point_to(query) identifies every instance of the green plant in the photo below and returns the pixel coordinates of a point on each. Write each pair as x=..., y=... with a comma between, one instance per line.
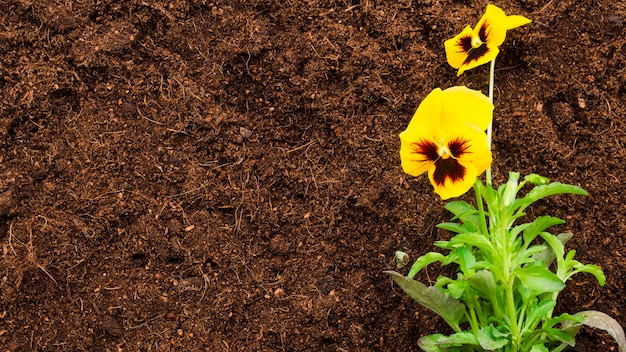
x=510, y=272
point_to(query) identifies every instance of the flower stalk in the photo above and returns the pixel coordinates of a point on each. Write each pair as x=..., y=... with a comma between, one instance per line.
x=505, y=289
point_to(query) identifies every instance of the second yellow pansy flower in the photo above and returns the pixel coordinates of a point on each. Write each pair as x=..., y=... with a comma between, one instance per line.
x=446, y=138
x=477, y=46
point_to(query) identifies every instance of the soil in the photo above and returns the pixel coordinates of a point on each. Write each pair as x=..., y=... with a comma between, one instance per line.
x=224, y=175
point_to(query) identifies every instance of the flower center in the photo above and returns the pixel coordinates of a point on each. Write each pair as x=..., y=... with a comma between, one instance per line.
x=476, y=42
x=444, y=152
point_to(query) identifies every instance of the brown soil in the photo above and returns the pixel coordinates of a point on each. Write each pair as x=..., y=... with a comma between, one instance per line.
x=224, y=176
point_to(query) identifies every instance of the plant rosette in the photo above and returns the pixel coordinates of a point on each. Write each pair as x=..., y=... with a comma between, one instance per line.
x=509, y=273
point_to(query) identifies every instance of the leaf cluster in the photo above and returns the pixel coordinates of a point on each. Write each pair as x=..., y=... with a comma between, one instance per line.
x=509, y=274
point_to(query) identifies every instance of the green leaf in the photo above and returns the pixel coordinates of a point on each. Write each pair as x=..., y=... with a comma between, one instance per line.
x=539, y=312
x=460, y=208
x=457, y=288
x=548, y=255
x=466, y=261
x=475, y=239
x=539, y=225
x=592, y=269
x=560, y=335
x=424, y=261
x=466, y=213
x=539, y=279
x=539, y=348
x=482, y=281
x=450, y=309
x=491, y=339
x=439, y=342
x=536, y=179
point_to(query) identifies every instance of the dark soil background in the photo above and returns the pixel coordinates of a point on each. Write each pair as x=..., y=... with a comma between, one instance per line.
x=224, y=175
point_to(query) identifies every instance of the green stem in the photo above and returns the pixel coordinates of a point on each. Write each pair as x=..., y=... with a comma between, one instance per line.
x=481, y=210
x=490, y=128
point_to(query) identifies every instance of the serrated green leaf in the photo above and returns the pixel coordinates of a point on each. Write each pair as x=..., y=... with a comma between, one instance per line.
x=482, y=281
x=536, y=179
x=491, y=339
x=466, y=213
x=466, y=261
x=450, y=309
x=559, y=335
x=541, y=311
x=592, y=269
x=539, y=279
x=439, y=342
x=424, y=261
x=457, y=288
x=539, y=348
x=539, y=225
x=459, y=208
x=474, y=239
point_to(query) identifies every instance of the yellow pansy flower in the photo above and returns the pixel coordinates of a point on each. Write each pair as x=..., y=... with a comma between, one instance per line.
x=477, y=46
x=446, y=138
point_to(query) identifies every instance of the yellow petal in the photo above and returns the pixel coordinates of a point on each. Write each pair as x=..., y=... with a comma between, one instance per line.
x=412, y=163
x=424, y=128
x=456, y=53
x=477, y=153
x=493, y=25
x=451, y=189
x=491, y=54
x=461, y=105
x=515, y=21
x=471, y=156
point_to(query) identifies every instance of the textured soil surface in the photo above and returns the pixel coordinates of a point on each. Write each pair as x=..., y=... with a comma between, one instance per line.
x=224, y=175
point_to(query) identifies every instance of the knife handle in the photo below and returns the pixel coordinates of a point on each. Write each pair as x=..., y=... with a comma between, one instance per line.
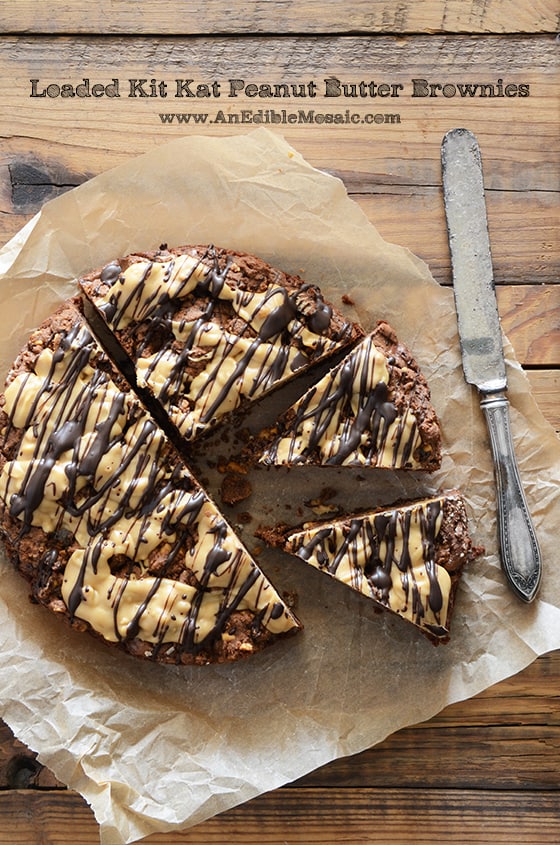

[What is required]: Format the records above as a JSON list of strings with one string per line. Skip blank lines and leave the pictures out.

[Answer for the task]:
[
  "point_to(query) identifies every instance of the green plant in the photo below and returns the pixel coordinates of a point on each. Write each pair as x=..., y=... with a comma between, one instance per line.",
  "x=510, y=272",
  "point_to(query) identifies every instance of the flower stalk in the photo above and returns the pixel coordinates of a point on each. Write each pair as x=..., y=... with a comma between, one instance per line.",
  "x=505, y=289",
  "point_to(query) identifies every instance of the second yellow pansy flower in the photo above and returns the pixel coordinates of a point on each. Write each pair as x=..., y=... with a comma between, one instance per line.",
  "x=446, y=138",
  "x=477, y=46",
  "point_to(query) identifies every instance of the soil in the photo above and returns the pixel coordinates of a point on each. Write each pair as x=..., y=... with a comma between, one instance per line.",
  "x=224, y=175",
  "point_to(query) identifies every instance of the flower center in the photo above and returns the pixel coordinates of a point on each. Write each pair as x=..., y=... with a comma between, one instance per line.",
  "x=476, y=42",
  "x=444, y=152",
  "point_to(query) identifies every instance of the brown soil in the photo above and returns the pixel coordinates of a point on each. Write each pair as x=..., y=... with a comma between, one instance per line.",
  "x=224, y=176",
  "point_to(query) identifies every instance of the plant rosette in the photo above and returns the pixel coordinates of a point on each. Write each pair as x=..., y=... with a comma between, one instance per line.",
  "x=509, y=273",
  "point_to(query) identifies every instance of the leaf cluster in the photo above and returns the pixel coordinates of a point on each. Write each pair as x=..., y=... with a comma between, one instance per line.",
  "x=509, y=274",
  "point_to(query) identifies every instance of the green leaf in the photo above and returns the pixel coordinates of a point on each. Write each pair as x=..., y=... with a comma between, one instance per line.",
  "x=539, y=312",
  "x=460, y=208",
  "x=457, y=288",
  "x=548, y=255",
  "x=466, y=261",
  "x=475, y=239",
  "x=539, y=225",
  "x=592, y=269",
  "x=560, y=335",
  "x=424, y=261",
  "x=466, y=213",
  "x=539, y=279",
  "x=539, y=348",
  "x=482, y=281",
  "x=450, y=309",
  "x=491, y=339",
  "x=439, y=342",
  "x=536, y=179",
  "point_to(query) identifies every instance of the dark soil background in the photo above and returns the pixel coordinates of a point on each. Write each pair as x=..., y=... with a comma between, one instance per line.",
  "x=224, y=175",
  "point_to(query) identifies every instance of the green stem in the photo above and returns the pixel coordinates of a point on each. Write each pair as x=..., y=... with a comma between, one instance per line.",
  "x=481, y=210",
  "x=490, y=128",
  "point_to(query) identifies every instance of the serrated green leaf in the photo above and returns the pixel coordinates of a point on each. Write each pair as x=..., y=... with a comma between, one instance per line.",
  "x=482, y=281",
  "x=536, y=179",
  "x=491, y=339",
  "x=466, y=213",
  "x=466, y=261",
  "x=450, y=309",
  "x=559, y=335",
  "x=541, y=311",
  "x=592, y=269",
  "x=539, y=279",
  "x=439, y=342",
  "x=424, y=261",
  "x=457, y=288",
  "x=539, y=348",
  "x=539, y=225",
  "x=459, y=208",
  "x=474, y=239",
  "point_to(query) identifies every instance of the yellow pansy flower in the photo above and returns the pixel coordinates of a point on each. Write each pair as x=..., y=... with a comma between, one instance per line.",
  "x=477, y=46",
  "x=446, y=138",
  "point_to(query) identifies every instance of the yellow petal in the photo above and returns the pixel coordinates of a point on each. Write each pair as x=..., y=... with a comma between, one instance per line.",
  "x=412, y=163",
  "x=424, y=128",
  "x=456, y=53",
  "x=477, y=153",
  "x=493, y=25",
  "x=451, y=189",
  "x=491, y=54",
  "x=461, y=105",
  "x=515, y=21",
  "x=471, y=156",
  "point_to(query) identifies every instance of the textured soil surface in the photo above and returns the pixel coordinates of a point on each. Write each pair as x=..., y=... with a comma between, one instance per line.",
  "x=224, y=175",
  "point_to(query) identifies every instance of the knife handle in the photo below and returns the pixel coordinates of a point on each. Write each pair as x=..., y=... with a comma between, one instance per line."
]